## Problems to solve:
A – In the text about cystic fibrosis, about how many Americans are estimated to be symptomless carriers of the defective gene?
B – Reproduce the passage of the cystic fibrosis text starting with "A child born" and going on through "(polyps and infections)".

*** Opening Excerpted text ***

About CF

Cystic Fibrosis is…

…a progressive, genetic (inherited) disease affecting well over 30,000 Americans. It causes the body to produce abnormally thick and sticky mucous that affects the entire body. CF can (and most often will) lead to lung and sinus disease, wreak havoc with the gastrointestinal system (including the pancreas and liver), cause poor growth (due to lack of absorbtion in the GI tract), and even affect fertility. Damage to the pancreas can also cause something known as CFRD ~ Cystic Fibrosis Related Diabetes. Though mostly known for the complications it causes the lungs, many of the other symptoms can be just as severe. (Click herefor more in-depth info.)

A child born to a couple who are both carriers the defective CF gene has a 25% chance of having Cystic Fibrosis; a 50% chance of being a carrier of the defective gene (but not have CF) and a 25% chance of being neither a carrier nor having CF. It is estimated that approximately 1 in 31 Americans are symptomless carriers of this defective gene.

Some symptoms of CF can include:

~ very salty-tasting skin

~ difficulty gaining weight despite a large appetite

~ bulky, frequent, greasy, and foul-smelling stools

~ sinus problems (polyps and infections)

~ coughing, breathing troubles, repeated pneumonias, etc.

*** Closing Excerpted text ***
*** Opening The data ***

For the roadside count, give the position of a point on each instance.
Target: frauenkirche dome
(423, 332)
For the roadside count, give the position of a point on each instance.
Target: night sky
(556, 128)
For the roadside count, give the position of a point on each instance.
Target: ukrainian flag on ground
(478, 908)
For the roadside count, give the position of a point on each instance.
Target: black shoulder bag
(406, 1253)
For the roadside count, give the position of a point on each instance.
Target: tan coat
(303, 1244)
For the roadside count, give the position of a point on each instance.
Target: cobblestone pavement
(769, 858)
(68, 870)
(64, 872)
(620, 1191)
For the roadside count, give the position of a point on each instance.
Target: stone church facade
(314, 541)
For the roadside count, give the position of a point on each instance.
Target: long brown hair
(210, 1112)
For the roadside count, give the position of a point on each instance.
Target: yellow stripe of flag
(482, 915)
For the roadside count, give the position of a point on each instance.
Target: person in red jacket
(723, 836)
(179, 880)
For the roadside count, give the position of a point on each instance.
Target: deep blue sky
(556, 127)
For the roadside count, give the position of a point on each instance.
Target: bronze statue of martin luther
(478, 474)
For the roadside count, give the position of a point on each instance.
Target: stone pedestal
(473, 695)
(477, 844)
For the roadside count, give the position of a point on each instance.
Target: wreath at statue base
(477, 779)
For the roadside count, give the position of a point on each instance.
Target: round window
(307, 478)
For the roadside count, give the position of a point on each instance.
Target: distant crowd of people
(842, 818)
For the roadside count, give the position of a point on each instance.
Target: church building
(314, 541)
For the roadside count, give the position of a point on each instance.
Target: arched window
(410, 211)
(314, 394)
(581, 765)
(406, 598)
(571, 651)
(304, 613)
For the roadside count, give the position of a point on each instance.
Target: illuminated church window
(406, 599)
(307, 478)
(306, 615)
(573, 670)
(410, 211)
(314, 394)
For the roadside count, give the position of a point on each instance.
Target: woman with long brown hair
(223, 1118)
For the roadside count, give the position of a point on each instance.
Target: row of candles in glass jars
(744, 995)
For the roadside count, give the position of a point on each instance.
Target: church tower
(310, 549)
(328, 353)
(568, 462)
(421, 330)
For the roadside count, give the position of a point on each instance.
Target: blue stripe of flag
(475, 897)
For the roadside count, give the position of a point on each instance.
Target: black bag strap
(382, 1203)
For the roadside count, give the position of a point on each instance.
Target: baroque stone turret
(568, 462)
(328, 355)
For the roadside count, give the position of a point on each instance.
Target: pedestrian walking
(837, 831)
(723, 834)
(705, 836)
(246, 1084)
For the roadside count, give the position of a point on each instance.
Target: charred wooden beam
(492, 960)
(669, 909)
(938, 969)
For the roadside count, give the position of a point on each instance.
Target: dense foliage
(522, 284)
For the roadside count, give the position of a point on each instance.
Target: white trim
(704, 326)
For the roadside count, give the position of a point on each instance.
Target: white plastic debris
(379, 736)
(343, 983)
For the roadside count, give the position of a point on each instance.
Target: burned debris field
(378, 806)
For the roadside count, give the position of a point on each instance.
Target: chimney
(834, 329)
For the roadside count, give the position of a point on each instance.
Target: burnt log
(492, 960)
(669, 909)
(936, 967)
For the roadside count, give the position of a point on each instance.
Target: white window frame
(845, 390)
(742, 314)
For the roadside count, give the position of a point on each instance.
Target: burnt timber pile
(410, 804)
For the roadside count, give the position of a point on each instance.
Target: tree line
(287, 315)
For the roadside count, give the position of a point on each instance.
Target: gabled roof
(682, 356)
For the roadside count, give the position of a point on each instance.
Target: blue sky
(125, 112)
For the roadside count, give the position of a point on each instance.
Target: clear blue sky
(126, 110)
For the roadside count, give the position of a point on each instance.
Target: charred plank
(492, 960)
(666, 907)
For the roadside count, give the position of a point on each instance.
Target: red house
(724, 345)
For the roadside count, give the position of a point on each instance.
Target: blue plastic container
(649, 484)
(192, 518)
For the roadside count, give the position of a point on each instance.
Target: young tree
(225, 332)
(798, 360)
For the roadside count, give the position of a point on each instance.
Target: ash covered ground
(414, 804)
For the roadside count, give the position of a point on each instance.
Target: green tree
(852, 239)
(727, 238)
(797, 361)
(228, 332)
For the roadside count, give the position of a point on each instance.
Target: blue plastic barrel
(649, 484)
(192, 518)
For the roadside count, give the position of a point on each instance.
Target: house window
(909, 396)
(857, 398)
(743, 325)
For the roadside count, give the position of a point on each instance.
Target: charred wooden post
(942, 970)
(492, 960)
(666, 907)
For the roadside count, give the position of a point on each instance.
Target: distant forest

*** Closing The data ***

## Task-by-task outputs:
A – Approximately 1 in 31 Americans.

B –
A child born to a couple who are both carriers the defective CF gene has a 25% chance of having Cystic Fibrosis; a 50% chance of being a carrier of the defective gene (but not have CF) and a 25% chance of being neither a carrier nor having CF. It is estimated that approximately 1 in 31 Americans are symptomless carriers of this defective gene.

Some symptoms of CF can include:

~ very salty-tasting skin

~ difficulty gaining weight despite a large appetite

~ bulky, frequent, greasy, and foul-smelling stools

~ sinus problems (polyps and infections)